» YOUR TASK
Repeat exactly, and only, the lines of the entries below from the one with "Produce the exact" through the one with "331L424 333L356 295L361", both ends included.
BEGIN INPUT DATA
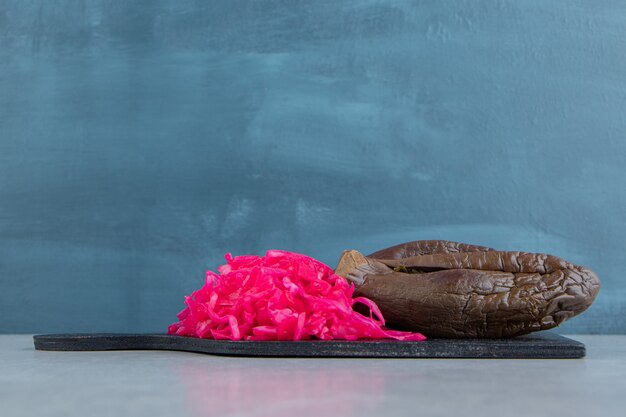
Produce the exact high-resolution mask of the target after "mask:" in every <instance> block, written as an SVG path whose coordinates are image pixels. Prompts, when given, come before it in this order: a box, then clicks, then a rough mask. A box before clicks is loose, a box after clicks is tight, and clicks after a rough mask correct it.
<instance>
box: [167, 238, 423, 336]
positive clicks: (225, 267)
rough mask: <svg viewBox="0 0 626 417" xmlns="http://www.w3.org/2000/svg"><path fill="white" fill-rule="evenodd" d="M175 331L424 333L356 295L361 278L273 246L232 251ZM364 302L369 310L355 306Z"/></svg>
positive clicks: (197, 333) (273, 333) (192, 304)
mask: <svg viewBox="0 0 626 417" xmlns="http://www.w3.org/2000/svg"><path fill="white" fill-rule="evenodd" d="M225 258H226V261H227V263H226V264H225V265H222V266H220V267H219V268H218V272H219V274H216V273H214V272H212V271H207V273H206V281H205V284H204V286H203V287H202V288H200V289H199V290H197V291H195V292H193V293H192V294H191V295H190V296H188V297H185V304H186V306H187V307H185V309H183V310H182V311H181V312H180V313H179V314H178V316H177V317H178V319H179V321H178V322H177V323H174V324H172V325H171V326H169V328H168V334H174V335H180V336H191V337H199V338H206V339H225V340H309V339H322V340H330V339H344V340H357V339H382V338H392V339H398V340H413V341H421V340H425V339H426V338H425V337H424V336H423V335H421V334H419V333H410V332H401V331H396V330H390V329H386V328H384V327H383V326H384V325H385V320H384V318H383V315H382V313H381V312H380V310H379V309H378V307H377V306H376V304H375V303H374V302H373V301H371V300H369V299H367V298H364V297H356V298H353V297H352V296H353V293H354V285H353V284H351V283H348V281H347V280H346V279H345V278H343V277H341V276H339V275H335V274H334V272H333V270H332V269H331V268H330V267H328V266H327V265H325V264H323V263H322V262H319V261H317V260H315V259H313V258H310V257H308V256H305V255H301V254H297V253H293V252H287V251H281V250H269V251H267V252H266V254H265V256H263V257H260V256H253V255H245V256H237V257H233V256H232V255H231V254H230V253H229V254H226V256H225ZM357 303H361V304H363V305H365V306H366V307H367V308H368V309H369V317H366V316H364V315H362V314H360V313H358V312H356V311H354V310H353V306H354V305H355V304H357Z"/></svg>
END INPUT DATA
BEGIN INPUT DATA
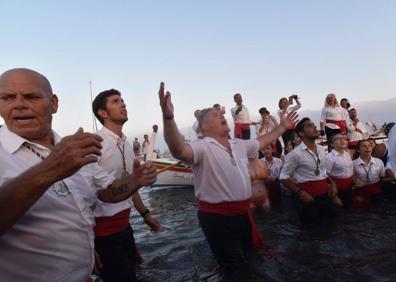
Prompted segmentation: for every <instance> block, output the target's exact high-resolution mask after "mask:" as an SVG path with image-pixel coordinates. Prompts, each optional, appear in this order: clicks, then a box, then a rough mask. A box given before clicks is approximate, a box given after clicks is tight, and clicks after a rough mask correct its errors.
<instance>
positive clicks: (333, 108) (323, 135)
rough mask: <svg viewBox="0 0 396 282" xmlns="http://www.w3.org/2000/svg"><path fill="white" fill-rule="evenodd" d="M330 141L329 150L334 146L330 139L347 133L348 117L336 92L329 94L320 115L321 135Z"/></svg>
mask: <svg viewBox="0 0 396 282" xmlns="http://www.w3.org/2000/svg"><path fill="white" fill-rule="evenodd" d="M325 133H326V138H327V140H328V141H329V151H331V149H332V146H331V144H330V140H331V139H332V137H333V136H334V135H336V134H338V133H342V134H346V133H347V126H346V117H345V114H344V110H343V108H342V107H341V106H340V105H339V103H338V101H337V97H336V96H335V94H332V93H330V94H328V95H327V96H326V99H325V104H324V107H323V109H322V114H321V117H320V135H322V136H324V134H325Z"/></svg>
END INPUT DATA
BEGIN INPUT DATA
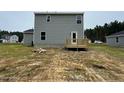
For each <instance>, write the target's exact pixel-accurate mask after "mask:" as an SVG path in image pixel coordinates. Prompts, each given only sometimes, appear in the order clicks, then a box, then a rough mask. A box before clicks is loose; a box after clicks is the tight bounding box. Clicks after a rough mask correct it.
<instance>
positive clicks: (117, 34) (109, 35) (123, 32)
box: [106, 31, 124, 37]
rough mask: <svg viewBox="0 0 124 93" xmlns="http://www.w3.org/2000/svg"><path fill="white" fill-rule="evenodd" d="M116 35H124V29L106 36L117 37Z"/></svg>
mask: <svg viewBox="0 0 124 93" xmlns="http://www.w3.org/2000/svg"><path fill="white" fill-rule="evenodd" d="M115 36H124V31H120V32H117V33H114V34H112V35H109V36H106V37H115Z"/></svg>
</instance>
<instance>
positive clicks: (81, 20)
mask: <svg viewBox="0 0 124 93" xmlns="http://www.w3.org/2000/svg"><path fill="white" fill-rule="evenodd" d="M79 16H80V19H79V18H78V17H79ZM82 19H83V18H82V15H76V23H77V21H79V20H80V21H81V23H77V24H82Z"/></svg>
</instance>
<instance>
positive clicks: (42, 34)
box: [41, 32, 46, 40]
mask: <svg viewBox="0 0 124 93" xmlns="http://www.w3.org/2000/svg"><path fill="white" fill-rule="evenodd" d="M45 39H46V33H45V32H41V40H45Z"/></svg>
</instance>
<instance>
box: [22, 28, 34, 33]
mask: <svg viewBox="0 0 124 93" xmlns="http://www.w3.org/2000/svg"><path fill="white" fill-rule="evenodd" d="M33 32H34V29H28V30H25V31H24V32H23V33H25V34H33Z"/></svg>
END INPUT DATA
» SOLUTION FOR THIS EXERCISE
Produce the exact high-resolution mask of the target after "mask:" in every <instance> block, written as an SVG path whose coordinates are image pixels. Prompts, when given, come before it in this order: a box, then clicks, then a rough mask. A box before clicks is loose, a box after clicks is tight, and clicks after a rough mask correct it.
<instance>
box: [167, 238, 423, 336]
positive clicks: (225, 267)
rough mask: <svg viewBox="0 0 626 417" xmlns="http://www.w3.org/2000/svg"><path fill="white" fill-rule="evenodd" d="M175 331L424 333L356 295L361 278L273 246L232 251ZM364 302L369 310L355 306Z"/></svg>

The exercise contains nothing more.